Thankfully a good talk about all of the complex emotions, the relief and fear helped sort me out of this obnoxious funk and I was on board (no pun intended). I downed the last of Ivo's champagne and began to let go a little.
We've been here for two days and the letting go and holding on and letting in has been a gentle process so far. the first night we watched football, ate pizza and had a walk around the neighborhood. A news interview about whether or not cell-phone use should be banned for prostitutes during sex acts let us know we were home in Zürich. "Texting is one thing, but maintaining a conversation during a sex act...."
Yesterday was beauracracy and not nearly as terrible as it could have been. We had an evening of nephews and niece (one nephew visit was virtual). Today is moving and dinner with the Oma-in-law.
I'm excited for what this new version of Zürich holds for me. Though, less interested in the cell-phone-sex-act debate.

Dienstag, 25. Oktober 2011

I'm goin' to a town

When I first moved to Switzerland, I was following a boy. 6 months before, we'd had a house-warming party together in an apartment that was not mine. I'd taken a German course and could successfully order food in a restaurant and send it back if I so chose. Ivo came to pick me up and we had to go to New York to get my visa in time. He also lost multiple games of cribbage to my mother and asked if he had her blessing to propose to me.

• EXCERPTED DATA:
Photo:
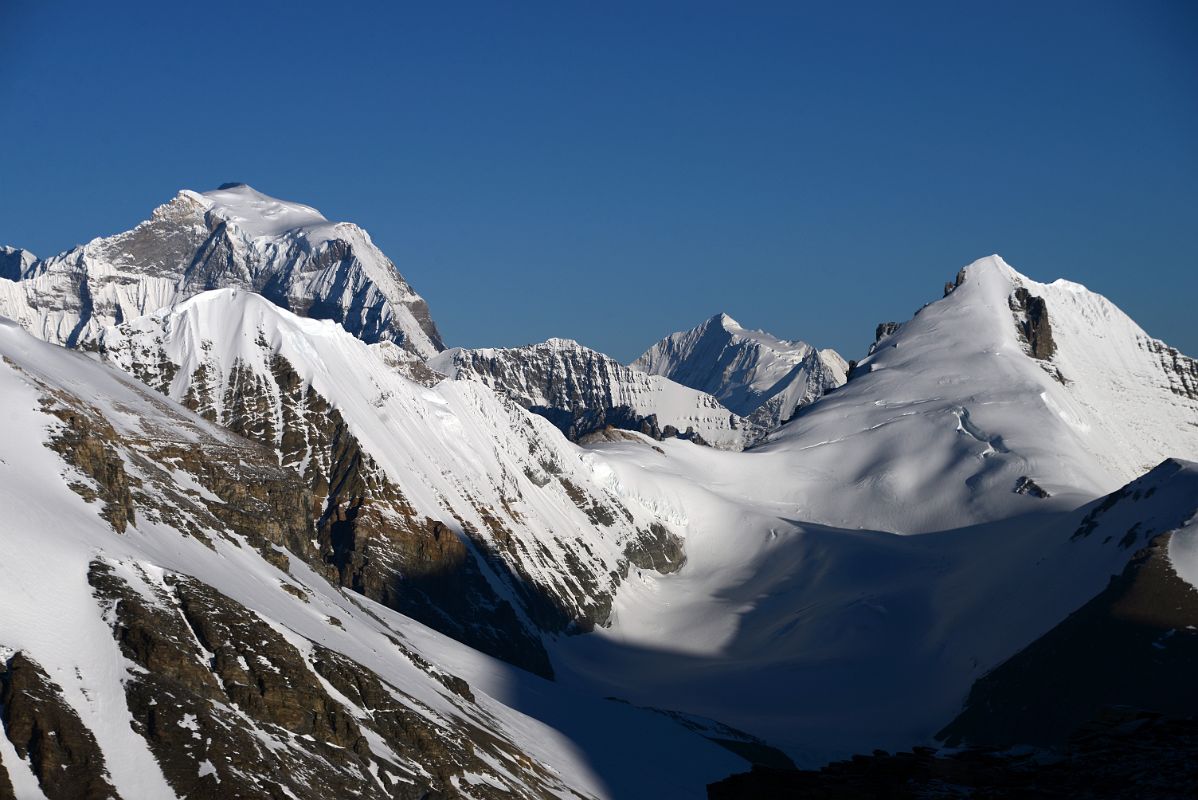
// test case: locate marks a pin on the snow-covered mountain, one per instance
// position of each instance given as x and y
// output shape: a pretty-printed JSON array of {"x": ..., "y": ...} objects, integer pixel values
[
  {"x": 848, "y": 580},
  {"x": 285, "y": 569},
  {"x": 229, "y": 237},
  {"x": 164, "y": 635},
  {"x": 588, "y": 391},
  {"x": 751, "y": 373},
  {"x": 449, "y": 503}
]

...

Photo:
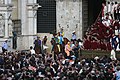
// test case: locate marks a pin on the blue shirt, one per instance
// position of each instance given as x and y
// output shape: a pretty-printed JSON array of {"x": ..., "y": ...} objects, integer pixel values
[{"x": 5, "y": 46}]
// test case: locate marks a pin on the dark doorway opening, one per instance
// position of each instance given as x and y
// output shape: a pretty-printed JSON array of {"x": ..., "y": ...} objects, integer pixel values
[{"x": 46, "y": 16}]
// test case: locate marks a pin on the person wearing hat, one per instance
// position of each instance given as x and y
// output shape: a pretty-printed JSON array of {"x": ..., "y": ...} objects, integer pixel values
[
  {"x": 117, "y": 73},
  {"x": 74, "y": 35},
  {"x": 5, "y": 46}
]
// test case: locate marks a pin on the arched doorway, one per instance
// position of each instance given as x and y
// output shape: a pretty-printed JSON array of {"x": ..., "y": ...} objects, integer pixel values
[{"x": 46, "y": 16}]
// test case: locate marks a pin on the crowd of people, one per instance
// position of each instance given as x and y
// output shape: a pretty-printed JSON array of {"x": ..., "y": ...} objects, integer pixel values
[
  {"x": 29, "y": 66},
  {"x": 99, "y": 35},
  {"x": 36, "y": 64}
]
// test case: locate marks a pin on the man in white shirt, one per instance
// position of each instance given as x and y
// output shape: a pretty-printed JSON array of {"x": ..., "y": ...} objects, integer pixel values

...

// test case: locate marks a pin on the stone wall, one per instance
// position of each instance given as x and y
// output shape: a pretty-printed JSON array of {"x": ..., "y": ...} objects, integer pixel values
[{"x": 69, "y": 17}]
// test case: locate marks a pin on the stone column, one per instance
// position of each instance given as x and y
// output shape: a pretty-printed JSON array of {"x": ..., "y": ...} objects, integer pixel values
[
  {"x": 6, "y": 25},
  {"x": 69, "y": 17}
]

• WHAT THIS EXERCISE ASKS:
[A] List the activities the Zürich blog excerpt says took place on the first night.
[B] Print the passage of the Zürich blog excerpt between "Thankfully a good" and "go a little.", inclusive.

• SOLUTION LIST:
[A]
- Watched football
- Ate pizza
- Had a walk around the neighborhood

[B]
Thankfully a good talk about all of the complex emotions, the relief and fear helped sort me out of this obnoxious funk and I was on board (no pun intended). I downed the last of Ivo's champagne and began to let go a little.